╭─ GIVEN PASSAGE

The question of whose stories get told drives the documentary. In it, Ellington asks: “If we don’t collect and preserve our own history, who is going to collect and preserve it?” Expanding on this thought, which they credit to the Combahee River Collective, Ellington explains: “The cliché is ‘history is written by the victors’”—typically White, straight, cisgender men and, to a lesser degree, women. Those are the stories that get told and the places that get memorialized. According to Ellington, the National Registry of Historic Places has fewer than 20 LGBTQ sites, and only three have to do with Black queer people.
Even White queer historians with the best of intentions might not uncover a full account of Black LGBTQ history, explains Ellington. They believe the path toward better uncovering Black queer history starts with Black queer historians being handed the torch.
It also has to do with who is recording the history and whose stories are being collected. Ellington calls it the “snowball effect”: when a historian interviews one person who then connects them to other sources within their community. The resulting network has to do with who the historian starts with and who they have access to. “It has always been pick and choose, and scarcely, as to what Black history is carried on, what Black queer history is even talked about,” says Ellington.
Parkerson echoes Ellington and Jones about the need to tell your own story. It’s why she came on board after hearing Jones’ experience with the 2019 panel. A “corrective” was needed, she says. “You can’t count on people, and queer historians out there, to suddenly discover it and say, ‘Hey, this might make [an] interesting idea.’”
Much like the coffeehouse, which is remembered for its collaborative, family-like energy, Parkerson says making the film was a collaborative effort, with the ultimate goal of doing right by the space’s history. It’s why the film doesn’t feel like a typical documentary. Parkerson says: “It needed to be an artistic piece. It’s not journalism in that sense.”
While the story of ENIKAlley has flown under the radar for the past several decades, its legacy has not. “The coffeehouse mattered because it was a space for all these artists and creators to come together and be in a place of collaboration, a place of support and affirmation,” says Ellington. “It was a place for them to perform in front of people … It’s part of what sets the foundation for the Black queer literary movement or the Black queer cultural movement.”

╰─
╭─ SUPPLIED DATA

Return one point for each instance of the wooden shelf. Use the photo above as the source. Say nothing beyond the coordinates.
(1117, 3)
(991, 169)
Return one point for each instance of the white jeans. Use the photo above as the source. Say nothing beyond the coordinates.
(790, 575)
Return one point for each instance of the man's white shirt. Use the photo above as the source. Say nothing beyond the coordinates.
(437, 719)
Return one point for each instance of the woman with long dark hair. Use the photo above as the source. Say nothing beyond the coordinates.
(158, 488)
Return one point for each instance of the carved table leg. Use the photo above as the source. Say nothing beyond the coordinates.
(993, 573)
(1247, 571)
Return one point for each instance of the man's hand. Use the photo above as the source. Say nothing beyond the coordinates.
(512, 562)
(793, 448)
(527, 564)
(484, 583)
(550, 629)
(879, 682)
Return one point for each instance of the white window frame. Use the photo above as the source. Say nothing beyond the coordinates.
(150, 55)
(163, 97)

╰─

== WHAT TO DO ==
A) In the passage about the ENIKAlley documentary, how many of the LGBTQ sites on the National Registry of Historic Places have to do with Black queer people?
B) Rewrite the part of the passage about the ENIKAlley documentary that opens with the words containing "The question of" and closes with "handed the torch.", putting "baton" in place of "torch".

== YOUR RESPONSES ==
A) Only three.

B)
The question of whose stories get told drives the documentary. In it, Ellington asks: “If we don’t collect and preserve our own history, who is going to collect and preserve it?” Expanding on this thought, which they credit to the Combahee River Collective, Ellington explains: “The cliché is ‘history is written by the victors’”—typically White, straight, cisgender men and, to a lesser degree, women. Those are the stories that get told and the places that get memorialized. According to Ellington, the National Registry of Historic Places has fewer than 20 LGBTQ sites, and only three have to do with Black queer people.
Even White queer historians with the best of intentions might not uncover a full account of Black LGBTQ history, explains Ellington. They believe the path toward better uncovering Black queer history starts with Black queer historians being handed the baton.